- Estratto del documento -
Molti sapranno di cosa si tratta e, chi non lo sapesse, lo apprenderà nel prosieguo. Tuttavia, il giro vizioso che ha fatto per essere imposto all’Europa, penso che sia sconosciuto a quasi tutti, a meno ché non si abbia una mente analitica in grado di abbracciare il filo sottile e, quasi invisibile, delle più ampie e, apparentemente contrastanti, situazioni.

Ora, vedo se riesco a fare quadrare questo cerchio ad ampio raggio, trovando anche la vostra approvazione.

Poniamo il caso che, all’America, dell’Ucraina e della Crimea non interessasse nulla e, tanto meno fosse interessata a ciò che stava facendo la Russia in queste zone. Ma che si sia presentata come un’occasione d’oro, da non lasciarsi sfuggire, per “piazzare” il proprio TTIP in Europa.

Come? Direte voi. Quale nesso potrebbe esserci tra due fattori così distanti tra loro?

Applicando ferree sanzioni a una nazione come la Russia, era inevitabile che la stessa applicasse, a sua volta, delle contro-sanzioni che andassero a colpire tutti i Paesi (europei) aderenti al diktat imposto dagli States.

Tralasciando la più ampia sfera d’interessi del trattato, il settore che maggiormente ha risentito il contraccolpo di queste contro-sanzioni, a livello europeo, è, guarda caso, proprio quello agroalimentare, che ha subito un drastico calo delle esportazioni e conseguenti perdite per milioni di euro. Un apparente “suicidio” sistemico, al quale s’è aggiunta, per quanto riguarda l’Italia, l’inesplicabile (si fa per non dire altro) apertura a mercati esteri che nulla possono garantire in termini di: qualità e trattamenti fitosanitari, o di eticità nei rapporti di lavoro, danneggiando viepiù i nostri produttori, vincolati da regolamentazioni ferree e tassazioni elevate (Il TTIP ridurrebbe i dazi doganali e rimuoverebbe una vasta gamma di settori: le differenze in regolamenti tecnici, norme e procedure di omologazione, standard applicati ai prodotti, regole sanitarie e fitosanitarie. Solo per fare un esempio: negli Usa, circa il 70% dei suini è trattato con la “ractopamina” – in pratica una droga passata sotto la definizione di “promotore della crescita” – che da noi è severamente vietata dalla direttiva 96/22/CE, perché danneggia il sistema endocrino umano. Quindi, non solo settori a rischio, ma anche consumatori!). Come vogliamo definirle queste disparità? Complicità nella distruzione sistemica del nostro Paese? Forse, detta così, l’interrogazione è ancora troppo blanda…

Con un settore già fiaccato e messo in ginocchio, l’entrata in vigore di questo “partenariato” (che obiettivamente è solo a senso unico), porterà gli agricoltori di tutta l’UE a confrontarsi con una maggiore concorrenza e, con prezzi più bassi da parte dei competitor Usa, schiacciandoli e, sbaragliandoli definitivamente. Così, il previsto contributo dell’agricoltura statunitense al proprio PIL, non aumenterebbe solo dell’1,9%, come previsto («Il TTIP aumenterà le importazioni dagli Stati Uniti, con un vantaggio per le grandi imprese americane fino a 4 miliardi di euro» [Beckman, J., Arita, S., Mitchell, L., & Burfisher, M. – 2015. “Agriculture in the Transatlantic Trade and Investment Partnership: Tariffs, Tariff-Rate Quotas, and Non-Tariff Measures”], ma creerà un vero e proprio monopolio, senza “sparare un colpo”. Tanto, i governi europei, con Bruxelles in testa, stanno facendo tutto da soli.

- Righe estratte -
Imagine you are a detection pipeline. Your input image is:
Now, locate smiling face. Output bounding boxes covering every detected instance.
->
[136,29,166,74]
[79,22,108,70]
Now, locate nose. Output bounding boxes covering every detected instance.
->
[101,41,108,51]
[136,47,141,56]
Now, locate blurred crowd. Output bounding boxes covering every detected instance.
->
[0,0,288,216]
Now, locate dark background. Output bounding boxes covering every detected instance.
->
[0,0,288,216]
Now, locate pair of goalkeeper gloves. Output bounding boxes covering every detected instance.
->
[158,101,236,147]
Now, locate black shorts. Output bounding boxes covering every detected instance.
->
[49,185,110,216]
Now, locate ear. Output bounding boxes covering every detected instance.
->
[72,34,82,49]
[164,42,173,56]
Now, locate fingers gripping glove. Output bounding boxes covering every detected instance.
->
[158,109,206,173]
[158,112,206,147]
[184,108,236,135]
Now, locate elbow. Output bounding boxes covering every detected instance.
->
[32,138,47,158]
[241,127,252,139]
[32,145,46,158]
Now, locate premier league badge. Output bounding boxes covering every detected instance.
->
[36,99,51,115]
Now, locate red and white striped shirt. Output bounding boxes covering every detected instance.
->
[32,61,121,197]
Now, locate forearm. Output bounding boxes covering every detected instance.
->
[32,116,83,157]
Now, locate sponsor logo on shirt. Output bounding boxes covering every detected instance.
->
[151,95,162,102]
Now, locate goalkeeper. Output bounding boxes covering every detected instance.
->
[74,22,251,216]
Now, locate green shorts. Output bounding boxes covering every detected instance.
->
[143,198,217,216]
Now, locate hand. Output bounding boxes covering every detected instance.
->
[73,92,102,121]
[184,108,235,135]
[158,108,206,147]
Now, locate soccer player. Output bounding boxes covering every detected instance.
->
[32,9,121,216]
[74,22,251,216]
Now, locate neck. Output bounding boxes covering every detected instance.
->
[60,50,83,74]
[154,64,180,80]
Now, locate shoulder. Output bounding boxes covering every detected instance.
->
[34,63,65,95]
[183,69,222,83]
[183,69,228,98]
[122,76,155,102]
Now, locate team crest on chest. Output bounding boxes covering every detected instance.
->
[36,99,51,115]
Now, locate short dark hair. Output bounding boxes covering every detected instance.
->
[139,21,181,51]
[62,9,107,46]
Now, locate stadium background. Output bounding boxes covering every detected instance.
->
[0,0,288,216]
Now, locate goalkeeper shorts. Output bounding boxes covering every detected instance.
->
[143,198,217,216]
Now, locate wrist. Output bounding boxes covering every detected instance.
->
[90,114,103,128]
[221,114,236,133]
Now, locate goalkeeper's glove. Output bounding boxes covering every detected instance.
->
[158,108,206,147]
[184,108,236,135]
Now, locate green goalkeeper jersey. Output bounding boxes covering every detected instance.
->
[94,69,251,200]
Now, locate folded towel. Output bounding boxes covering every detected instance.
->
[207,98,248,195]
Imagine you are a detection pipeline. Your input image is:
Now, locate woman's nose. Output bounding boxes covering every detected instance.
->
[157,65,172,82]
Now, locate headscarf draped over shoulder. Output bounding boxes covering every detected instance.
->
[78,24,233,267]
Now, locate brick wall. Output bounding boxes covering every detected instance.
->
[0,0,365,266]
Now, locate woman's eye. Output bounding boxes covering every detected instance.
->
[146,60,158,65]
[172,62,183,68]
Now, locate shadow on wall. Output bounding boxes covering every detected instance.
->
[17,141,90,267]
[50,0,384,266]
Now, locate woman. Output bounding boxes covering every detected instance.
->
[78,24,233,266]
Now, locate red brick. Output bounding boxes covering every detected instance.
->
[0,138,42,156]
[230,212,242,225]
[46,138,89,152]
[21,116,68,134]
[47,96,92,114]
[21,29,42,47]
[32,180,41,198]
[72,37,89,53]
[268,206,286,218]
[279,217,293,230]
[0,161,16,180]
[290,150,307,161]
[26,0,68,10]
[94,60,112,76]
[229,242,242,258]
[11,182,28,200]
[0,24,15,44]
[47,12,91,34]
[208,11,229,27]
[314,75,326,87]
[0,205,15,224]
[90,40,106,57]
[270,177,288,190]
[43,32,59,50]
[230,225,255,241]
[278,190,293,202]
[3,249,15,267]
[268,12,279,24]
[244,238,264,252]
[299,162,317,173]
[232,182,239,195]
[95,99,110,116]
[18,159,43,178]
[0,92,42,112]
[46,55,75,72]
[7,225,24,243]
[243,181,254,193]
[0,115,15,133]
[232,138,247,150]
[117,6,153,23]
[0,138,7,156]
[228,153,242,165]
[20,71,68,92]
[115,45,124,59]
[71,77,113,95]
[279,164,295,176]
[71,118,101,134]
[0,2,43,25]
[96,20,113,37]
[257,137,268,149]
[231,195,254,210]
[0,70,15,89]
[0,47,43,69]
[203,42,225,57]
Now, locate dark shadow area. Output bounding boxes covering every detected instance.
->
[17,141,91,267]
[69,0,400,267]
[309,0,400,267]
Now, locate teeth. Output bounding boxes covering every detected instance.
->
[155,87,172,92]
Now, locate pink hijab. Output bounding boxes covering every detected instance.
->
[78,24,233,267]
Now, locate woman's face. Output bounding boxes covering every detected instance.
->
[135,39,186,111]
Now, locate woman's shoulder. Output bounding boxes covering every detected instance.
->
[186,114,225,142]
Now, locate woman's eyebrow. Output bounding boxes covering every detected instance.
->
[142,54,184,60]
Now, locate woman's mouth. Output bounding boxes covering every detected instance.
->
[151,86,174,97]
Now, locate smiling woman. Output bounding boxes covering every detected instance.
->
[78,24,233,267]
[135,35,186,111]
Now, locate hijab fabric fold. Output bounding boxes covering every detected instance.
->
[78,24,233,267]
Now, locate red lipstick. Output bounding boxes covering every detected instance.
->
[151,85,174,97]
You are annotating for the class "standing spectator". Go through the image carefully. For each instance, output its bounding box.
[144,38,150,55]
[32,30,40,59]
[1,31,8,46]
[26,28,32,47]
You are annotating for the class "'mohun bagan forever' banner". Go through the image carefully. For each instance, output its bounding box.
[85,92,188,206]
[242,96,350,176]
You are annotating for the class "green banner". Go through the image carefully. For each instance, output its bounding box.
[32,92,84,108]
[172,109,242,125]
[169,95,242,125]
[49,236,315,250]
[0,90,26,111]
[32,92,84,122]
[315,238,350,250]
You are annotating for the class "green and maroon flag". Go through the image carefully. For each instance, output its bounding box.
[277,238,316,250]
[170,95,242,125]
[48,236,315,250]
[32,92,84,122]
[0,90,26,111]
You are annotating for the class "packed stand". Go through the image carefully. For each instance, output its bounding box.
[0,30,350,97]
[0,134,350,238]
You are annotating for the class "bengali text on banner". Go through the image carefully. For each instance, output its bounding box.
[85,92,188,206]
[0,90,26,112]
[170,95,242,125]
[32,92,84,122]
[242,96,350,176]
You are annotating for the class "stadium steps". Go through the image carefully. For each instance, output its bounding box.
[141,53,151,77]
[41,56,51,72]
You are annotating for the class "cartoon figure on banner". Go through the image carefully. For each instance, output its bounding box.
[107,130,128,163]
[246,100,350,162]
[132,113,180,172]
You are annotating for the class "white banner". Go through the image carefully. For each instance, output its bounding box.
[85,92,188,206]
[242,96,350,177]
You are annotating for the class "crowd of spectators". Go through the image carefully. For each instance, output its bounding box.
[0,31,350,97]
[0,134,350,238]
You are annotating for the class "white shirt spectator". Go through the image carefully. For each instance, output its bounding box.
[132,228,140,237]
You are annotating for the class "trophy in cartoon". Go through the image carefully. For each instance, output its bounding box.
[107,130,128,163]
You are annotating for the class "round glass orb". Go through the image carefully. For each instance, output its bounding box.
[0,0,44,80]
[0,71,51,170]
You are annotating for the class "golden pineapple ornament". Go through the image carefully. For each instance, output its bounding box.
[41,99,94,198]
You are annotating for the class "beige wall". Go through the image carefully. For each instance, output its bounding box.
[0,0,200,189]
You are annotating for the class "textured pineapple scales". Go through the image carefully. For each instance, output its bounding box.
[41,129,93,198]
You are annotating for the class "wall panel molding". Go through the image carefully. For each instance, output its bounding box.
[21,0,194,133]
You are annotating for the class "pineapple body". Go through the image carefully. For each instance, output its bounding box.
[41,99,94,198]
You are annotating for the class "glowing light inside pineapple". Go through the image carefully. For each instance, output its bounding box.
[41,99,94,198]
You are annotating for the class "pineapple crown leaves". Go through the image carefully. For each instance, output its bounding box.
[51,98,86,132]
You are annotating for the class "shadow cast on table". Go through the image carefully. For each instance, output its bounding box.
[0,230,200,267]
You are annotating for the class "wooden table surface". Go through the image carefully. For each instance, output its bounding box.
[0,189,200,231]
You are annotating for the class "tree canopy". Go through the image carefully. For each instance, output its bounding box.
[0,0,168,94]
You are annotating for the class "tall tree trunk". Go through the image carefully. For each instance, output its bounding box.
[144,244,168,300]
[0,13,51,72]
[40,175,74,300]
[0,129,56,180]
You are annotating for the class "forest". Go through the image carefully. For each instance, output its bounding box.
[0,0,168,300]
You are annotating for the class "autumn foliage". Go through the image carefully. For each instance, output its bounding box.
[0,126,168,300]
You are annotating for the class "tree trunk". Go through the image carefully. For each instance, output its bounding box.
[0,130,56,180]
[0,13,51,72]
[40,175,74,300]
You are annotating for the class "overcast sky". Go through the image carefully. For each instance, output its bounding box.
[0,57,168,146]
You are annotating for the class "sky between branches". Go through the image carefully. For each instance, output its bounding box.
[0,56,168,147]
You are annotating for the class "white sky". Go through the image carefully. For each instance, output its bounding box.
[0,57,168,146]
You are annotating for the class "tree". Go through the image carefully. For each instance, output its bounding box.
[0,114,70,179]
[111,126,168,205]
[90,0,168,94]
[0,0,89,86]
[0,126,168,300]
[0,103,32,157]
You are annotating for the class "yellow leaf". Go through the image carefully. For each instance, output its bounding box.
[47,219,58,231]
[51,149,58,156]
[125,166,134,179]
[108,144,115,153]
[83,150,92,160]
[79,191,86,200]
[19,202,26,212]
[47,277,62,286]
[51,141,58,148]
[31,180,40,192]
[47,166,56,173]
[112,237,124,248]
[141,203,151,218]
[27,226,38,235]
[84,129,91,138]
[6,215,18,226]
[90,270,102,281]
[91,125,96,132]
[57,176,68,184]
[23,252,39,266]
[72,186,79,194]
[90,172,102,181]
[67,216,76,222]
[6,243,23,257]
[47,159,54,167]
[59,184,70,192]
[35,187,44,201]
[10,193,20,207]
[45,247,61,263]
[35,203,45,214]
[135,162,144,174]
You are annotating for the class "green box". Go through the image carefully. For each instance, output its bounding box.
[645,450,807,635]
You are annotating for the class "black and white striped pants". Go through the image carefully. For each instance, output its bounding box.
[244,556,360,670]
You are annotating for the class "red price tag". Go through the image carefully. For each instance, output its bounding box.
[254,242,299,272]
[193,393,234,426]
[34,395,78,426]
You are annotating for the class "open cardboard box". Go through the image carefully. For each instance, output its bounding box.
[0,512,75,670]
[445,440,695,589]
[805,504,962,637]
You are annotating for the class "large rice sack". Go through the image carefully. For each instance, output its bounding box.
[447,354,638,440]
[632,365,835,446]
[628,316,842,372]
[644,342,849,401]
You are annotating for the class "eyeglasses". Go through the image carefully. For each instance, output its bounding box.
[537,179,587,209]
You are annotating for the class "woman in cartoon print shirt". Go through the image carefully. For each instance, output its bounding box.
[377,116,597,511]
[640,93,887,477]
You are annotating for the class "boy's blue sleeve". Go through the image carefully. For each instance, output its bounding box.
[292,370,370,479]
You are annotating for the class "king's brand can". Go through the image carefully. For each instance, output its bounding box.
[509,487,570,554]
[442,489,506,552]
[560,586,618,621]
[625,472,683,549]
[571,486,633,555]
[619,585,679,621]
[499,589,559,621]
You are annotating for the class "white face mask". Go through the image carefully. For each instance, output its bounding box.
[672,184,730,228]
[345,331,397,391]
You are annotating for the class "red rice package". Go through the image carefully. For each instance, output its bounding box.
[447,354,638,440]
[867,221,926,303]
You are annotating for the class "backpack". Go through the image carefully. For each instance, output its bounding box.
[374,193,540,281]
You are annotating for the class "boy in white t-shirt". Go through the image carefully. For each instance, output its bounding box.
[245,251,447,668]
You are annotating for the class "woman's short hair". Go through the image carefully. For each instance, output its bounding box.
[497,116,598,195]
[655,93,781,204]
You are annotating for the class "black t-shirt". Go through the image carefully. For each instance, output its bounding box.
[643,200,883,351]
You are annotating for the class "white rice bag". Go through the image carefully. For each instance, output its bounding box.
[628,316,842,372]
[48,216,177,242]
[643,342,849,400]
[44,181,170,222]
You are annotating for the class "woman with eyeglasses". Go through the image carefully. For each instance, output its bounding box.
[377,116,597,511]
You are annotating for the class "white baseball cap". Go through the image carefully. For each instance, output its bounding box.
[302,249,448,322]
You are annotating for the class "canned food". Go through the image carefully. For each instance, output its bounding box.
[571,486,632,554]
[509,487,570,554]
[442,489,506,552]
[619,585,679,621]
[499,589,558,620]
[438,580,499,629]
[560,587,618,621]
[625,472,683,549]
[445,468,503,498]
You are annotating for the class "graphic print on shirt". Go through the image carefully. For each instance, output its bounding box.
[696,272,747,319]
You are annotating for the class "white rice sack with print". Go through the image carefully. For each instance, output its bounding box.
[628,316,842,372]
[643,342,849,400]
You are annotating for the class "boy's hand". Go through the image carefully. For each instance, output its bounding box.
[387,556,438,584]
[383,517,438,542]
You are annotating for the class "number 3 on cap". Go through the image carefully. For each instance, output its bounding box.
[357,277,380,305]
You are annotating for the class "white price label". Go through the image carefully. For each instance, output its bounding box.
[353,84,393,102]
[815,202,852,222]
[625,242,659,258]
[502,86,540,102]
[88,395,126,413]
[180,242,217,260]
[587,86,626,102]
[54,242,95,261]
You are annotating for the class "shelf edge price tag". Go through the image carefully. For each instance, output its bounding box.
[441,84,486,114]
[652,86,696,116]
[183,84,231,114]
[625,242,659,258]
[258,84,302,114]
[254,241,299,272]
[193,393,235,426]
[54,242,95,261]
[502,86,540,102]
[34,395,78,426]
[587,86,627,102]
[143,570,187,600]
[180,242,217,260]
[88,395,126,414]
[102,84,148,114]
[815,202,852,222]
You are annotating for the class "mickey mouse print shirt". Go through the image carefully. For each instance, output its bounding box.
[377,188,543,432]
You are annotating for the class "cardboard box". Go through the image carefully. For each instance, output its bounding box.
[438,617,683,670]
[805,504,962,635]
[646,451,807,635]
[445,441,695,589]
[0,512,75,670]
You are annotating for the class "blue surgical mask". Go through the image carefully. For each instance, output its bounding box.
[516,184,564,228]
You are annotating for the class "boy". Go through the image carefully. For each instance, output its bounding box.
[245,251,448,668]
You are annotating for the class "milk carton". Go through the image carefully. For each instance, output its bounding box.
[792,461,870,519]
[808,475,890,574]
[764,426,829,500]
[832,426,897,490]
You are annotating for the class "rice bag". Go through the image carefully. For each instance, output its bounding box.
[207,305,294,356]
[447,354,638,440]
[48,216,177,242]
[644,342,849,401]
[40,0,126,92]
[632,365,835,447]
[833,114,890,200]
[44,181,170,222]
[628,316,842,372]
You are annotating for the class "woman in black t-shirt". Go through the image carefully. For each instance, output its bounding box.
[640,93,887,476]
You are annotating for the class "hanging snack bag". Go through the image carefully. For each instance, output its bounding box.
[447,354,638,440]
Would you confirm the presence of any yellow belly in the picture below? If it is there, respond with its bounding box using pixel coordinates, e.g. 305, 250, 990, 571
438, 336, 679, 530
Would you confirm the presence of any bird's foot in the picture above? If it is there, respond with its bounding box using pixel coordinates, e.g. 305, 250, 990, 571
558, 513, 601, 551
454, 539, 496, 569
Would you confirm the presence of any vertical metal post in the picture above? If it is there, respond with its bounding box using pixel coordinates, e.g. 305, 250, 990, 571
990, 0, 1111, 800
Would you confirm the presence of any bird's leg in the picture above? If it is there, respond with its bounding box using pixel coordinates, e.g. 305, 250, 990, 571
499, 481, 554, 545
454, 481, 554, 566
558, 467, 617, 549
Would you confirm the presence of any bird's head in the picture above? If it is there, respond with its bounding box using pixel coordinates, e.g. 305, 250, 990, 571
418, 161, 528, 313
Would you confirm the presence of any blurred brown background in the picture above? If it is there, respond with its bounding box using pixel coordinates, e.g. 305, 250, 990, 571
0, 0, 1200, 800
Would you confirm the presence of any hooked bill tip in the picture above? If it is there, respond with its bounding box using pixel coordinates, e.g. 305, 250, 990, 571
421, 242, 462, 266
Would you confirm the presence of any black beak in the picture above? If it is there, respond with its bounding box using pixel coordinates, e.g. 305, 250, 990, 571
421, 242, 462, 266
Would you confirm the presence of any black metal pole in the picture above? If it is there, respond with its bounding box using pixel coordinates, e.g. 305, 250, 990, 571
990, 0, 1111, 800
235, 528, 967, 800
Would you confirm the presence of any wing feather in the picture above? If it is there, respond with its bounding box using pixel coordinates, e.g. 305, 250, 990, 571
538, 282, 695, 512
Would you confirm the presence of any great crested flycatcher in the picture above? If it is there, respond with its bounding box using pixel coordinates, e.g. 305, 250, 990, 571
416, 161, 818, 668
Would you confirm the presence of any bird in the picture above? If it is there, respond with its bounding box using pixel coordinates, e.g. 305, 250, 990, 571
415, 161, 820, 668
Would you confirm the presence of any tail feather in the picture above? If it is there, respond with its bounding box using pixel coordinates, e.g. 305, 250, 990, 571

- Esercizio assegnato 1 -
Secondo il testo sul TTIP, quale direttiva vieta in Europa l'uso della ractopamina?
- Esercizio assegnato 2 -
Elenca tutti gli autori dello studio del 2015 citato nel testo sul TTIP.
- Esercizio assegnato 3 -
Prosegui il testo sul TTIP a partire dalla frase con cui si chiude.
Le righe non hanno alcun legame con il testo sul TTIP.

- Risultato del compito 1 -
La direttiva 96/22/CE.

- Risultato del compito 2 -
- Beckman, J.
- Arita, S.
- Mitchell, L.
- Burfisher, M.

- Risultato del compito 3 -
Vuoi mettere la differenza tra l’entrare in un mercato attivo e florido e in un altro semidistrutto? Ecco, perché Washington, per bocca di Obama (cercate di cogliere la sfumatura), insiste congiuntamente sugli stessi due inscindibili punti e, ordina all’Europa: «Accelerare l’approvazione del TTIP e continuare con le sanzioni contro la Russia!». E prestate bene attenzione: non è chiesto di valutare il trattato, ma di accelerarne l’approvazione. È un’imposizione “sine qua non” per cui, ad Hannover, sebbene investita da una colossale manifestazione anti TTIP, la Merkel s’è accordata con Obama per approvare e far approvare dagli europei il TTIP entro l’anno (2016).

Nessuna obiezione da parte della “Kaiser” Angela Merkel che, con la maggioranza dei tedeschi che vogliono la fine delle sanzioni anti-russe secondo tutti i sondaggi, non ha certamente alcun vantaggio, né economico né politico, da riscuotere per il suo servilismo.

Nessuna obiezione da parte di François Hollande, se non qualche piagnucolio dato lo stato di rivolta dei francesi e l’Assemblea Nazionale che ha appena votato una risoluzione per il sollevamento e, quindi l’interruzione, delle sanzioni economiche contro il Cremlino (ma, anche se il voto dell’Assemblea non è vincolante per l’Eliseo, Hollande dovrà necessariamente tenerne conto).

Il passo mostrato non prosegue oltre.